_YOUR TASK_
Which lines in the records below contain the word "ground"? Show every one of them in full.
======== RECORDS TO PROCESS
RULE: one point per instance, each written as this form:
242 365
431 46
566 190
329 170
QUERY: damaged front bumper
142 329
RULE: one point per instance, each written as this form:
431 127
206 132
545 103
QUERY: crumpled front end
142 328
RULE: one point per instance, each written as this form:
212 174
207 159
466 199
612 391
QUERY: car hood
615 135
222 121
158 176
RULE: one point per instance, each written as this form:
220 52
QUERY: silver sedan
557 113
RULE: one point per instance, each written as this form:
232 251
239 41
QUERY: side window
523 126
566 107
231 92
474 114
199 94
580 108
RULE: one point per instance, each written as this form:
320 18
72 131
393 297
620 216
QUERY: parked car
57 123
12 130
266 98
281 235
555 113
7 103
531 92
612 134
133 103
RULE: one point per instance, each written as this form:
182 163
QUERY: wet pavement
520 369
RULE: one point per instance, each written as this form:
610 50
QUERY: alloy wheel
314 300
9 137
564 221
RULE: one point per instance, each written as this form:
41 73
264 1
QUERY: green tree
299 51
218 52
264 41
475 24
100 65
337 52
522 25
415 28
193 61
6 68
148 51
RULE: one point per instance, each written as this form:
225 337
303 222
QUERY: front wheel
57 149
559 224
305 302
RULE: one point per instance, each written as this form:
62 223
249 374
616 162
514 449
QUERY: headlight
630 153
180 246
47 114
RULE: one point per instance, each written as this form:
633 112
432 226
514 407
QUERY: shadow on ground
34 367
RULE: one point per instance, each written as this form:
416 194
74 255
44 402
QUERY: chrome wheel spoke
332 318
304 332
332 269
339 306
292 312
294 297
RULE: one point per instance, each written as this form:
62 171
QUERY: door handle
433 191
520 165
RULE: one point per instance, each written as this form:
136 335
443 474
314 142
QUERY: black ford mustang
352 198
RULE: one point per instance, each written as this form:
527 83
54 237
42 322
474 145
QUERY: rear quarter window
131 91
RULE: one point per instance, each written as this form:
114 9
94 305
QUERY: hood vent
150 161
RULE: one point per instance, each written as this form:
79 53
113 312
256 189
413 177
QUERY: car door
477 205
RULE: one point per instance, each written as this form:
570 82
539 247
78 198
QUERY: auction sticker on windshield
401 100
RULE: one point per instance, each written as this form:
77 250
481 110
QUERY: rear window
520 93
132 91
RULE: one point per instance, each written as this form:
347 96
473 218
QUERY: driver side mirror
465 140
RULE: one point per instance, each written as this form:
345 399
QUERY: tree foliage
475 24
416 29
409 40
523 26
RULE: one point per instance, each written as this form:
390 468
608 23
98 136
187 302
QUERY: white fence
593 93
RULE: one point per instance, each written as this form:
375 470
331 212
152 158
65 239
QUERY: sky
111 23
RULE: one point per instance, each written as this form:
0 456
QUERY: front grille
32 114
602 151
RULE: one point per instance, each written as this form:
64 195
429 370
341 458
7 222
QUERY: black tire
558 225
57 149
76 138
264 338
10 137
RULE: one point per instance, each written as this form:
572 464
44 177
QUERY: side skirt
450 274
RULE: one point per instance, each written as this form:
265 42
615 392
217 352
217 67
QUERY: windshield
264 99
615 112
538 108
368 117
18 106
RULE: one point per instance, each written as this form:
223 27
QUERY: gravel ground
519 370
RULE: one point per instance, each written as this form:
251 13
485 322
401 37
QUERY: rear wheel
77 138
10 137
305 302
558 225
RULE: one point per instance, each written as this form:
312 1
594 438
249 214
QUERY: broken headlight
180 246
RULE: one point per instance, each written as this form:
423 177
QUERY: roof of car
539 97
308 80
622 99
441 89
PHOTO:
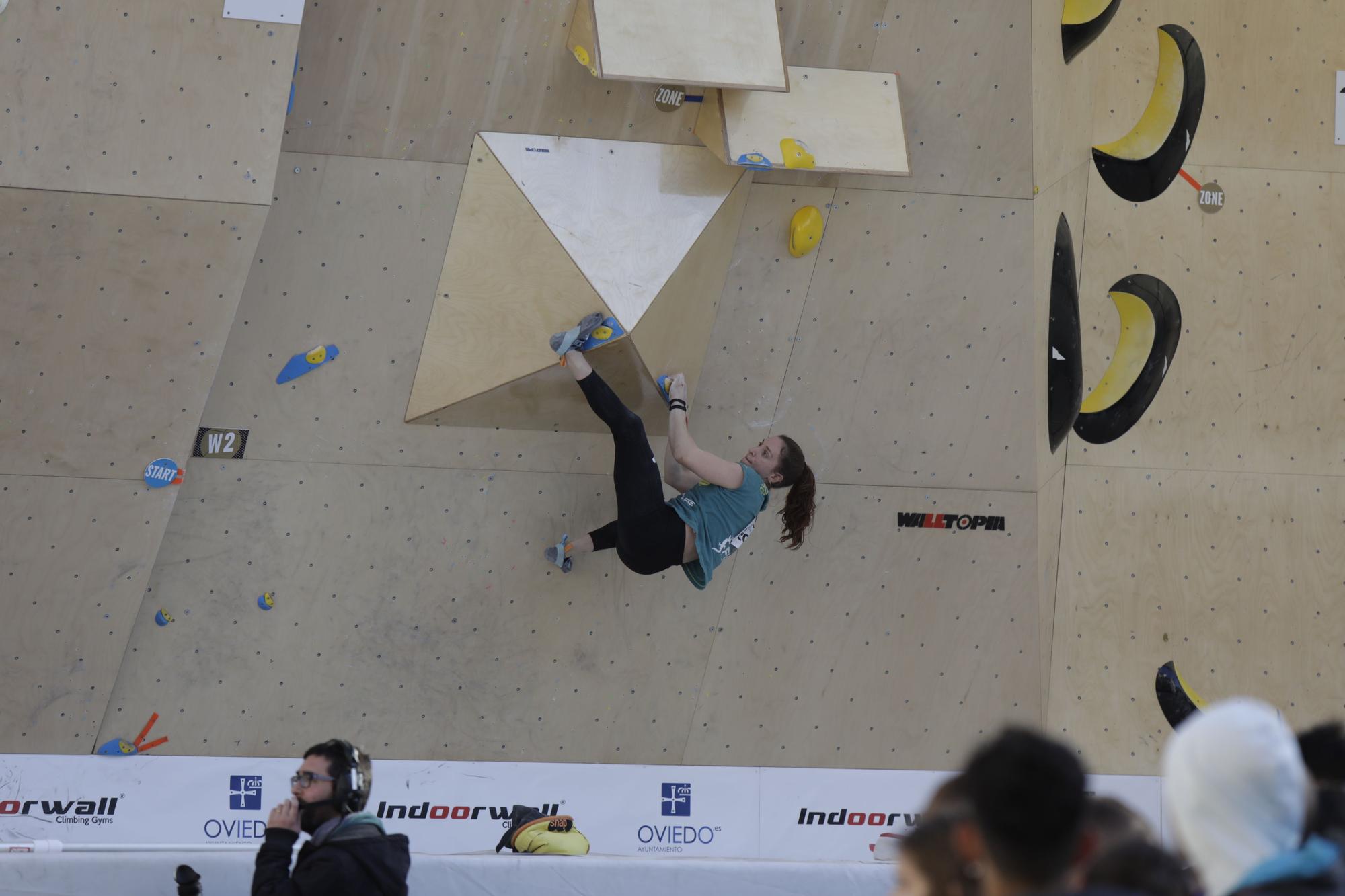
================
_OUTPUT BELOW_
QUERY: shadow on ground
QUERY: gravel ground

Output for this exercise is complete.